=== Problem details ===
Reproduce the material below line for line, changing nothing.

=== Supplied data ===
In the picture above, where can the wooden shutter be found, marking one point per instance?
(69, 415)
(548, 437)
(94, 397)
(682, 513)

=== The answer ===
In the picture above, where can the wooden shutter be found, marking one point per instance?
(69, 415)
(548, 437)
(94, 397)
(682, 513)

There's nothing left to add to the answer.